- **短い問題 A**:
神戸製鋼の試合を伝える記事を読み、次の問いに答えよ。
(i) 第三高炉が廃炉となったのは何年か。
(ii) SH日和佐篤が被災したのは何年生の時か。
(iii) 後半12分にシンビンとなった選手は誰か。

- **提供テキスト**:
-------
震災から25年。神戸製鋼が
「1.17」を背負い、大一番を制す

  • 斉藤健仁●取材・文・撮影 text & photo by Saito Kenji

 第三高炉は2017年に廃炉となったが、神戸製鋼のウェイン・スミス総監督の発案により、チーム全員で見学に訪れた。その時、高炉の煉瓦を持ち帰ったことがきっかけで、練習グラウンドも「第三高炉」と呼ばれるようになったという。そして今シーズン、会社とクラブを結ぶ絆として、その高炉が新たにジャージーに描かれたというわけだ。

 小学校1年生の時に被災した神戸市出身のSH日和佐篤は、試合前にこう語ったという。

「神戸が復興できたのは、今日、試合を見に来てくださっているみなさん、神戸の街の皆さんのおかげです。いいゲームをしよう」

 試合は序盤、サントリーにリードを許す展開となる。しかし、山中が相手キックからカウンターを仕掛けてトライを奪い、前半25分に10-10と同点に追いつく。その後は点の取り合いとなり、神戸製鋼のリードで前半を折り返した。

 ところが25-16で迎えた後半12分、逆転を狙うサントリーの圧力に屈して反則を繰り返し、PR山下裕史がシンビン(10分間の退場)となってしまう。
-------
- **提供資料**:
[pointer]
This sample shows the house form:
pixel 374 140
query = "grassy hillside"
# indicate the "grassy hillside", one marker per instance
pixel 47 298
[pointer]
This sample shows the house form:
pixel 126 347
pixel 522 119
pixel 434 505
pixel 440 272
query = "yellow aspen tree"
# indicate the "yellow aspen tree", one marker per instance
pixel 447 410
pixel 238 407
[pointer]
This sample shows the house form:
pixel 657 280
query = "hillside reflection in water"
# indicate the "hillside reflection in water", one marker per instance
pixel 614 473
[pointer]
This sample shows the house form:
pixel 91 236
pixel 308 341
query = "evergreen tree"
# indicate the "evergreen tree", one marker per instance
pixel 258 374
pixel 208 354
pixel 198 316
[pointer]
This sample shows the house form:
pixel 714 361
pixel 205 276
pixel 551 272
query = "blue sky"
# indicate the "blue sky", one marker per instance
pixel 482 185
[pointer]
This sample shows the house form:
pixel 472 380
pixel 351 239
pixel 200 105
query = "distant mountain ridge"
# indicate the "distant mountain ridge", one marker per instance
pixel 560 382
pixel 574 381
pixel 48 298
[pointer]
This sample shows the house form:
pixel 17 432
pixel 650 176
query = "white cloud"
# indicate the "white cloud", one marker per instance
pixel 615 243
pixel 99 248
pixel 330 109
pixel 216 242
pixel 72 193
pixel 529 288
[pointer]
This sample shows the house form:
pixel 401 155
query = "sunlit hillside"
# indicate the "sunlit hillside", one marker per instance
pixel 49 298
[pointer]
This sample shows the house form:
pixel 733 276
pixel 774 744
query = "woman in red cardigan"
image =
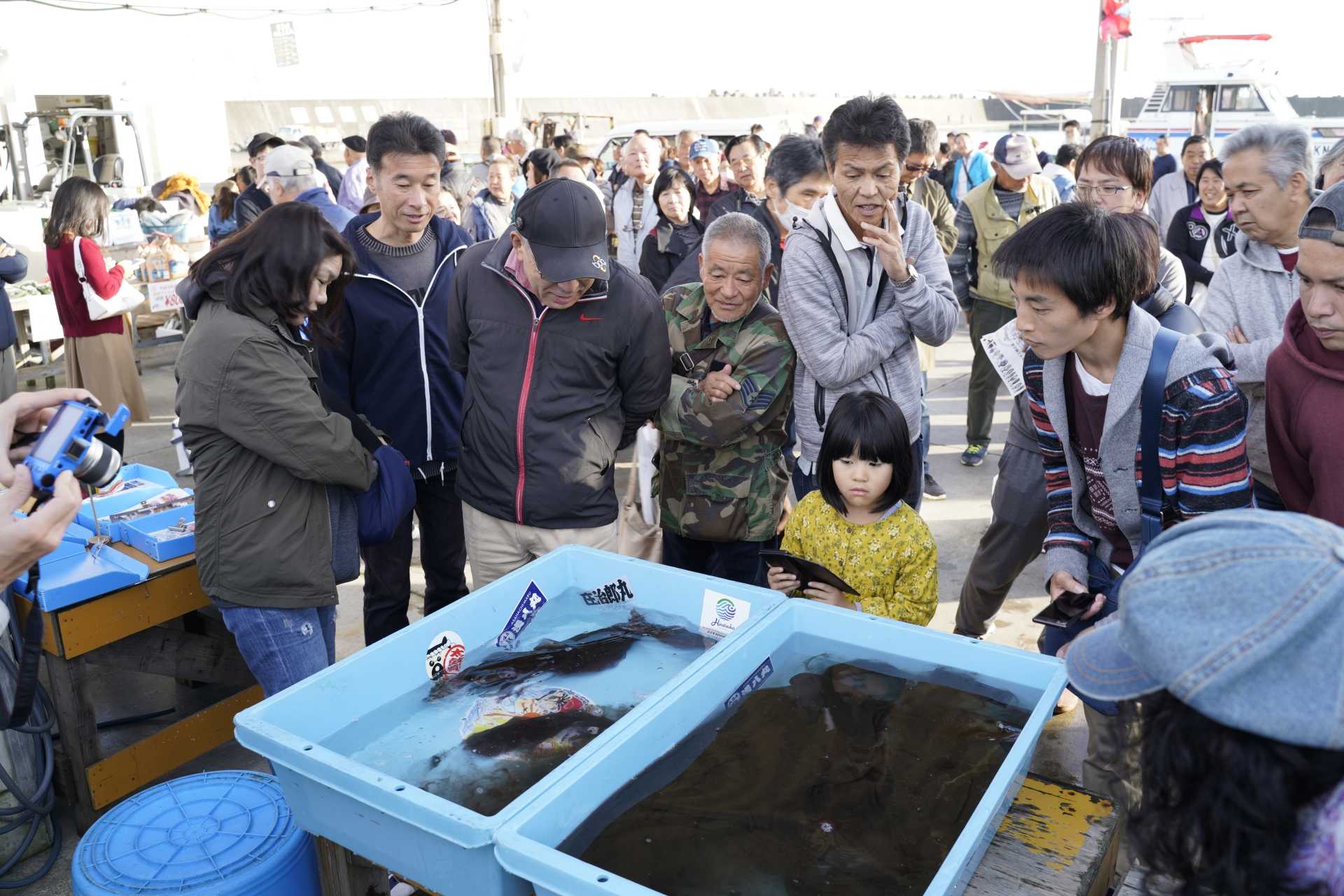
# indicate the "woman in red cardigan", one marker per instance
pixel 99 354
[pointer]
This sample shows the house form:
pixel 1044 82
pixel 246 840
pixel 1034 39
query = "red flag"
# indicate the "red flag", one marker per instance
pixel 1114 19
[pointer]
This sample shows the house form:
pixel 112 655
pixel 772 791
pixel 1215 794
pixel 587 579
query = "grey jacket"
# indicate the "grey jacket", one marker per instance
pixel 264 449
pixel 1120 438
pixel 882 355
pixel 1252 290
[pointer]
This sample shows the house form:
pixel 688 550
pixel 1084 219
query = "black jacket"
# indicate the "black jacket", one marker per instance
pixel 666 248
pixel 1187 238
pixel 251 204
pixel 552 396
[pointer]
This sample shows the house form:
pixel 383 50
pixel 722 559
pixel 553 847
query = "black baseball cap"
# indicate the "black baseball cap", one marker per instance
pixel 262 141
pixel 1331 200
pixel 565 226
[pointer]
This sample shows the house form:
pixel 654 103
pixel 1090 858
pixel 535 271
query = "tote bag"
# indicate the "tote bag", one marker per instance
pixel 100 308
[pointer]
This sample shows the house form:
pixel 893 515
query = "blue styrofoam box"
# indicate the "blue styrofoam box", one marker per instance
pixel 308 731
pixel 219 833
pixel 788 637
pixel 156 482
pixel 139 533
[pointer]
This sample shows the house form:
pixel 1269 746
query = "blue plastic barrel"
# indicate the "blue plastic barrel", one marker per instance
pixel 218 833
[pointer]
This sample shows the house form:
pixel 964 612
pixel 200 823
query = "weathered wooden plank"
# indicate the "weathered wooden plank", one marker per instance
pixel 176 654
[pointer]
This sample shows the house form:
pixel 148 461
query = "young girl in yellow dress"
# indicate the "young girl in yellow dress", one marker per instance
pixel 857 526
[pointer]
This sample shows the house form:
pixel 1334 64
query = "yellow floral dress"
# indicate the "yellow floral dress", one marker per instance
pixel 892 562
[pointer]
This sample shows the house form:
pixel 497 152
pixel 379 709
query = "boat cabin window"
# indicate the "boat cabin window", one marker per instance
pixel 1182 99
pixel 1240 99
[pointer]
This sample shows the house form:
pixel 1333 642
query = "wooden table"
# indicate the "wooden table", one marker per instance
pixel 151 628
pixel 1054 840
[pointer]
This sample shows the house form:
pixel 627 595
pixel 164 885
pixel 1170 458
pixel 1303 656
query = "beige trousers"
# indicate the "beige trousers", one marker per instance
pixel 496 547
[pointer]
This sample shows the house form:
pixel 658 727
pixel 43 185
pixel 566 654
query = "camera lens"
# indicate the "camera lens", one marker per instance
pixel 100 465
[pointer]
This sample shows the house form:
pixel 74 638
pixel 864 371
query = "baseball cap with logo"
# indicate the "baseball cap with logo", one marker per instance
pixel 705 148
pixel 1332 200
pixel 262 141
pixel 1237 614
pixel 565 226
pixel 1016 156
pixel 289 162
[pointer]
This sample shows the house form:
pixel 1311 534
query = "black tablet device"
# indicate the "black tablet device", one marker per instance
pixel 806 570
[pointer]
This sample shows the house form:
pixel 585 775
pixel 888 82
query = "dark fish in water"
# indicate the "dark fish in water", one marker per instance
pixel 587 652
pixel 555 732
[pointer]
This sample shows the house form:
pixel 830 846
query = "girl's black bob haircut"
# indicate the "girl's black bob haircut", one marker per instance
pixel 872 426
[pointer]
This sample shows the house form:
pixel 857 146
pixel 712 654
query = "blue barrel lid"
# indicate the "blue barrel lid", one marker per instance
pixel 218 832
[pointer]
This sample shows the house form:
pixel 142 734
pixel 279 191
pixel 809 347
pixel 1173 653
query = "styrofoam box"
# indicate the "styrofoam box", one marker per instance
pixel 304 731
pixel 792 634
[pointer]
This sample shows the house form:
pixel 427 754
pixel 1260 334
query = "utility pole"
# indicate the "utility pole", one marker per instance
pixel 499 111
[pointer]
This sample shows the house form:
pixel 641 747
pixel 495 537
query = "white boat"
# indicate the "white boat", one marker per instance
pixel 1221 97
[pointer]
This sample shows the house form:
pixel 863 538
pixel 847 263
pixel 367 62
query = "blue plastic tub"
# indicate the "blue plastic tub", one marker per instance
pixel 220 833
pixel 768 656
pixel 332 738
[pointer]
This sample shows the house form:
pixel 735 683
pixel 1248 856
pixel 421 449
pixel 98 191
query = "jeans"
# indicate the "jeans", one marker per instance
pixel 387 567
pixel 283 647
pixel 804 482
pixel 925 424
pixel 734 561
pixel 983 390
pixel 1266 498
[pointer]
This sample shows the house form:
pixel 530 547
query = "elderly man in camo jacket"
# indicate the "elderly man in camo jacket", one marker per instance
pixel 723 473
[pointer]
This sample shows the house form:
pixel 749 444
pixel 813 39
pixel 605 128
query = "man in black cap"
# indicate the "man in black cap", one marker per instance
pixel 355 182
pixel 565 355
pixel 254 200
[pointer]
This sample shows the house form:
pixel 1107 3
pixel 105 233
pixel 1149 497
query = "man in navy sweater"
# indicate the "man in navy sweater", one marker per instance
pixel 393 362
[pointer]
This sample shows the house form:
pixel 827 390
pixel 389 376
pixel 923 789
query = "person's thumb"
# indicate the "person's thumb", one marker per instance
pixel 19 493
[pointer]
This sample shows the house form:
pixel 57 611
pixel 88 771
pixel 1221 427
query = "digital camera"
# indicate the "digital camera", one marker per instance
pixel 69 444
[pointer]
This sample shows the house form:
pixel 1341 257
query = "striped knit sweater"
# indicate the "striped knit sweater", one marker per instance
pixel 1202 445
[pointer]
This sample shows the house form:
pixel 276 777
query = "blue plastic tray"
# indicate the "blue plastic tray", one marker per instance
pixel 788 637
pixel 308 731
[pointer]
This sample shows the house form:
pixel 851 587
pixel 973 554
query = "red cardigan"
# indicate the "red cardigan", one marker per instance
pixel 69 292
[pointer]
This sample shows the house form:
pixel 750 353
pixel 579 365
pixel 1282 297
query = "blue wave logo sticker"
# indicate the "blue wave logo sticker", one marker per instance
pixel 522 617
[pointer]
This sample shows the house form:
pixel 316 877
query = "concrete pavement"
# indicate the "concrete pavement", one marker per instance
pixel 958 524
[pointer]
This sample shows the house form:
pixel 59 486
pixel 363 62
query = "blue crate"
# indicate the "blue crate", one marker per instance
pixel 792 634
pixel 309 731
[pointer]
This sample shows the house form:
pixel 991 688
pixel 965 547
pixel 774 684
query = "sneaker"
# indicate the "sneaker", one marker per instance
pixel 933 492
pixel 974 454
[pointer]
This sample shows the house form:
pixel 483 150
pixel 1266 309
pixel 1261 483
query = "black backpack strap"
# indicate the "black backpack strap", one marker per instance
pixel 1151 415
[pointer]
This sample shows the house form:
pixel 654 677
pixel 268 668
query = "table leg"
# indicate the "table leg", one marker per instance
pixel 78 722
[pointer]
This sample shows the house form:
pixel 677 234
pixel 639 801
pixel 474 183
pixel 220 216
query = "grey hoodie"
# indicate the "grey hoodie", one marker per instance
pixel 834 356
pixel 1252 290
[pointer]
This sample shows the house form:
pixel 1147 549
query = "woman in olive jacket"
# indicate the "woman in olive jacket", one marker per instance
pixel 276 469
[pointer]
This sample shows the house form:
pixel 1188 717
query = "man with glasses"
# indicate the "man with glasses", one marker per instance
pixel 988 216
pixel 748 158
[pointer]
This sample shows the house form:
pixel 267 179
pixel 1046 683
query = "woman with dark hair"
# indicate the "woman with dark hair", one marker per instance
pixel 99 354
pixel 857 523
pixel 1203 234
pixel 678 232
pixel 538 164
pixel 274 468
pixel 1228 634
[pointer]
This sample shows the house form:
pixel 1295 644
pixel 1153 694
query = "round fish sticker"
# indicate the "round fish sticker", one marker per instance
pixel 445 654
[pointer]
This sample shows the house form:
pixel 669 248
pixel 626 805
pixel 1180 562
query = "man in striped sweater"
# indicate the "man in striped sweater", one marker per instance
pixel 1077 273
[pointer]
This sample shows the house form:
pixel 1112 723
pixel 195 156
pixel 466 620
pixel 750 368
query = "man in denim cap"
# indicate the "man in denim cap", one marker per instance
pixel 1230 631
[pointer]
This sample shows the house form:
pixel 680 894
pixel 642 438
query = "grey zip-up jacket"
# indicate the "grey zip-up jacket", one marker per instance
pixel 879 356
pixel 1252 290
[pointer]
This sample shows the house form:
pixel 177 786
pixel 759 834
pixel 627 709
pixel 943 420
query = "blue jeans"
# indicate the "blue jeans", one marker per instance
pixel 283 647
pixel 925 428
pixel 804 482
-------
- **短い問題 B**: エントリーの先頭から「pixel 614 473」を含む行までを、両端の行も含めて一字も変えずに出力せよ。

- **完全な出力 A**:
(i) 2017年
(ii) 小学校1年生
(iii) PR山下裕史

- **完全な出力 B**:
[pointer]
This sample shows the house form:
pixel 374 140
query = "grassy hillside"
# indicate the "grassy hillside", one marker per instance
pixel 47 298
[pointer]
This sample shows the house form:
pixel 126 347
pixel 522 119
pixel 434 505
pixel 440 272
query = "yellow aspen tree"
# indicate the "yellow aspen tree", one marker per instance
pixel 447 410
pixel 238 407
[pointer]
This sample shows the house form:
pixel 657 280
query = "hillside reflection in water"
# indicate the "hillside reflection in water", one marker per instance
pixel 614 473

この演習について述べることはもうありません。